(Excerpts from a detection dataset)
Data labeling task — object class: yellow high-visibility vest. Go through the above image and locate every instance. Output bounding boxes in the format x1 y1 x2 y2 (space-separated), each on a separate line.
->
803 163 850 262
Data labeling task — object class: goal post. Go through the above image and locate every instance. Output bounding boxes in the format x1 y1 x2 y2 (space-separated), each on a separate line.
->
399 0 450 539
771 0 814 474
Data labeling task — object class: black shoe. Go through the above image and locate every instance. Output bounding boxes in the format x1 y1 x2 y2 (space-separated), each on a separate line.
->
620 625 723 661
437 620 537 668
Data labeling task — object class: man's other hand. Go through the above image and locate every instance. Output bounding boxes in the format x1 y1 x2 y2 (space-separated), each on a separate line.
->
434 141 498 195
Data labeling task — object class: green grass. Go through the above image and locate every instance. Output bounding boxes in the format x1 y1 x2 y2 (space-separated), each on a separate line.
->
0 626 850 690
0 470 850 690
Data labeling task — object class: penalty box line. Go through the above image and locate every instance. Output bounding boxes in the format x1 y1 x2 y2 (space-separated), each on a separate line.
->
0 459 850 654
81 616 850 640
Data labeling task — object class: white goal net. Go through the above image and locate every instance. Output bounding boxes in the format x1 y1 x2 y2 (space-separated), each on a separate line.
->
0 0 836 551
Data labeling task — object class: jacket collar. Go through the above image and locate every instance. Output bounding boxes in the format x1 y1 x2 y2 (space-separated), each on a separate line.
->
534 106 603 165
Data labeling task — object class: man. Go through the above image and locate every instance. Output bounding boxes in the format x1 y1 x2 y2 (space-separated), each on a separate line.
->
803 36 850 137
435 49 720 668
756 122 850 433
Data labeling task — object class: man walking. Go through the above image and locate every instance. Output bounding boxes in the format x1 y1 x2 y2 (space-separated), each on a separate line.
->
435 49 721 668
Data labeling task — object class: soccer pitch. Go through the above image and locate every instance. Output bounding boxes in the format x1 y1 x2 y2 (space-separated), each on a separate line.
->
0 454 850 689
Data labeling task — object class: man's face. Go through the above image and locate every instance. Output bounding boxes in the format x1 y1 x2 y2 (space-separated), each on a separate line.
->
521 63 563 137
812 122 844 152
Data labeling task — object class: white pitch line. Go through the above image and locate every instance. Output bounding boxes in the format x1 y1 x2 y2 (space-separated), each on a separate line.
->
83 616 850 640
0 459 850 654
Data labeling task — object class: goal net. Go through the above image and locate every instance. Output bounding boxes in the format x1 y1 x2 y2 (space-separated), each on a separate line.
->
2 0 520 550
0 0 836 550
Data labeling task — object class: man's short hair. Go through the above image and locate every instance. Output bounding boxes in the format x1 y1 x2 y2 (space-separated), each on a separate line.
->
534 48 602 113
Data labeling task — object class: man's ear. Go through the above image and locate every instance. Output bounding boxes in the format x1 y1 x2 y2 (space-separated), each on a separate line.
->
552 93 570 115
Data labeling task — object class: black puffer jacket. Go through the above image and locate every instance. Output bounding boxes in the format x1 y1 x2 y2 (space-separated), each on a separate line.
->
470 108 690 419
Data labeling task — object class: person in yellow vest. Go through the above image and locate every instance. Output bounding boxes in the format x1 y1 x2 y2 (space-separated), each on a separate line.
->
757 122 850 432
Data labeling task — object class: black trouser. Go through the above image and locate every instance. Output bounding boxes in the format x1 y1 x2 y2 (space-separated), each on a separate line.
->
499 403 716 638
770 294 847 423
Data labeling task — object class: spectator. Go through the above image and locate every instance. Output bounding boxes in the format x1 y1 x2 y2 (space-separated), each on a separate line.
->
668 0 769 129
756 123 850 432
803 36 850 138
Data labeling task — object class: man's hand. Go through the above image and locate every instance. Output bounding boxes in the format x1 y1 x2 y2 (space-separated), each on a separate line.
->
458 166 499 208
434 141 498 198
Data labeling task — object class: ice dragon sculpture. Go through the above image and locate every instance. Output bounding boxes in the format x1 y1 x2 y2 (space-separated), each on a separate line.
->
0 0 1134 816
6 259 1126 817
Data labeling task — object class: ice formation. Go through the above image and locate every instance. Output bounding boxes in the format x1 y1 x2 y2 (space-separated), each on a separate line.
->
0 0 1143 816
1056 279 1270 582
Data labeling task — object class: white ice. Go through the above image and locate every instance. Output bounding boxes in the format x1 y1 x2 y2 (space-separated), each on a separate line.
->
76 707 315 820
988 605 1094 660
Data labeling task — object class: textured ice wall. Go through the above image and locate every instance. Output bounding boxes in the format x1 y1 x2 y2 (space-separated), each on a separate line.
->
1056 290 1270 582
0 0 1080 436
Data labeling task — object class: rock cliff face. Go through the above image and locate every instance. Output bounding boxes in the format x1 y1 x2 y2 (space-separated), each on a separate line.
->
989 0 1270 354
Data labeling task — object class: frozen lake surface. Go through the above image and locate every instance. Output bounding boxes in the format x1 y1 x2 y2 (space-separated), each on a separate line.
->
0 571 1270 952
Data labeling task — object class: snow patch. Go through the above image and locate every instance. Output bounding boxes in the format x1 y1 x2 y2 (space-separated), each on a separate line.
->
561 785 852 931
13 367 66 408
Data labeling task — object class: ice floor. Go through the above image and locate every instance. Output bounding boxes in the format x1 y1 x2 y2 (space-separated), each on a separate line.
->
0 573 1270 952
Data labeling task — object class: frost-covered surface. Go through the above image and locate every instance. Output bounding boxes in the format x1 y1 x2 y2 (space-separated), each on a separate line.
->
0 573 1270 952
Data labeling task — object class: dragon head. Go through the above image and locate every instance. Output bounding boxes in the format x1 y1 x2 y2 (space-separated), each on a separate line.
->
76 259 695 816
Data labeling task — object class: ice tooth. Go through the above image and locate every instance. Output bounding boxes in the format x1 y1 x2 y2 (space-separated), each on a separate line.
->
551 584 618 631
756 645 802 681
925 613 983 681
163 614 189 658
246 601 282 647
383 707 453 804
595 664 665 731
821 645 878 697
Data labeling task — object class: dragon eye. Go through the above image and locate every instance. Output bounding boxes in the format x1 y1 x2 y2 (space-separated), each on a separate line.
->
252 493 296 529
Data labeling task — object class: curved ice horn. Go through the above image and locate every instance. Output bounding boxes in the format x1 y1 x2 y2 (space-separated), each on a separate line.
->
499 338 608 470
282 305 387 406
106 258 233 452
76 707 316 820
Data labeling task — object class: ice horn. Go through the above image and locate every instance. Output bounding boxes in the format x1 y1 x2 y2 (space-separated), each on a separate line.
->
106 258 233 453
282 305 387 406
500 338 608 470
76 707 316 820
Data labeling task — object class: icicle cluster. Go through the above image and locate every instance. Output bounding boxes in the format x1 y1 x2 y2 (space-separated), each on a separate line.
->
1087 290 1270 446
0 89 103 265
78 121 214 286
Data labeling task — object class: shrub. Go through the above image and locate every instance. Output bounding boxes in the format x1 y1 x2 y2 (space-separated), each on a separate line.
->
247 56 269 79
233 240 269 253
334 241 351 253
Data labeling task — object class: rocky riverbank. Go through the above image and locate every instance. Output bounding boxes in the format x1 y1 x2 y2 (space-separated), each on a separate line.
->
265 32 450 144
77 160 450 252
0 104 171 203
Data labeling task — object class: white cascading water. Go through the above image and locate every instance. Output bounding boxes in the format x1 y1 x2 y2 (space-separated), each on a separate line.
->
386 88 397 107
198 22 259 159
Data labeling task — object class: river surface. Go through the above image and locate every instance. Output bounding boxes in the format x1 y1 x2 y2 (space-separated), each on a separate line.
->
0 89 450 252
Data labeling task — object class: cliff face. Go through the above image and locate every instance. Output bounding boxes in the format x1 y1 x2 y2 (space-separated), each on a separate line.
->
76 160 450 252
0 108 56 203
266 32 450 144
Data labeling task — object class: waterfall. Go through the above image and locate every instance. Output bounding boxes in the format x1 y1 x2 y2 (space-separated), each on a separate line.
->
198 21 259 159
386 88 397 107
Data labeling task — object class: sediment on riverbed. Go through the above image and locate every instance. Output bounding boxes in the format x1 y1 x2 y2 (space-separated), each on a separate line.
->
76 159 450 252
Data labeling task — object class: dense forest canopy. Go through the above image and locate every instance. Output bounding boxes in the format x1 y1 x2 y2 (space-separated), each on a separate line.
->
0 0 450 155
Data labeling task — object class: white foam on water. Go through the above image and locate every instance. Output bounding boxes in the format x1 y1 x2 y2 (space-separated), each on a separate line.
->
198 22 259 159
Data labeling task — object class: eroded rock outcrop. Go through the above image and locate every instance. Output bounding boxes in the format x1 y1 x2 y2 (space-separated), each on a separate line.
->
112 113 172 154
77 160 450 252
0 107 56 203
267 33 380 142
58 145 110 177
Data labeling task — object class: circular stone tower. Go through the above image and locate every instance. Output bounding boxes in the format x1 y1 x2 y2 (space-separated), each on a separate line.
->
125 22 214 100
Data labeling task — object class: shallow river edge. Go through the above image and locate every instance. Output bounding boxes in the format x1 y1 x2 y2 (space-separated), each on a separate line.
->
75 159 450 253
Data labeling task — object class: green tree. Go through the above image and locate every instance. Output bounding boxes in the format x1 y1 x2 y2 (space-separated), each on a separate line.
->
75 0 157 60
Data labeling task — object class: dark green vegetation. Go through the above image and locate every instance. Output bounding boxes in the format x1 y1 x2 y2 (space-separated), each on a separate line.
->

REQUIREMENTS » Copy everything from "Data labeling task — object class: black trouser." down to "988 605 1094 660", changing "locate" to "find" throughout and leaving the rest unchanged.

TASK SOLUTION »
Data labeling task — object class: black trouser. Go through the above image and find every instance. Output bounding boxes in the format x1 y1 x2 y2 (space-separated), each on a separate line.
->
499 403 716 638
770 294 847 423
Data labeling task — object class: spectator. Go through the above image and find every instance. Output bounding boxes in the format x1 y1 x2 y2 (space-separated), each on a separate line.
->
668 0 769 129
756 123 850 432
803 36 850 138
Data labeling task — object class: man's hand. Go through the above image and find every instance. Output bounding boxes in the format x1 y1 x2 y2 (space-separated), each on a separate line.
->
458 166 499 208
434 141 498 198
Data labeling task — object class: ice dragon sculpture. Go through the above image and find every instance. Output bounding boxes in the format x1 y1 x2 y2 (space-separated), each on a separate line.
->
0 0 1134 816
6 259 1126 817
Data labeling task — object class: ice formation. Go through the above image and find every instance. Output bounding boxes in the format x1 y1 x2 y2 (space-separated), each on a separate line.
->
0 0 1143 816
1056 279 1270 582
Data labeling task — object class: white ice. Go through the above image and find every instance. Output bounding boxes in the format x1 y1 x2 y2 (space-separated), each on a separate line.
->
76 707 315 820
988 605 1094 660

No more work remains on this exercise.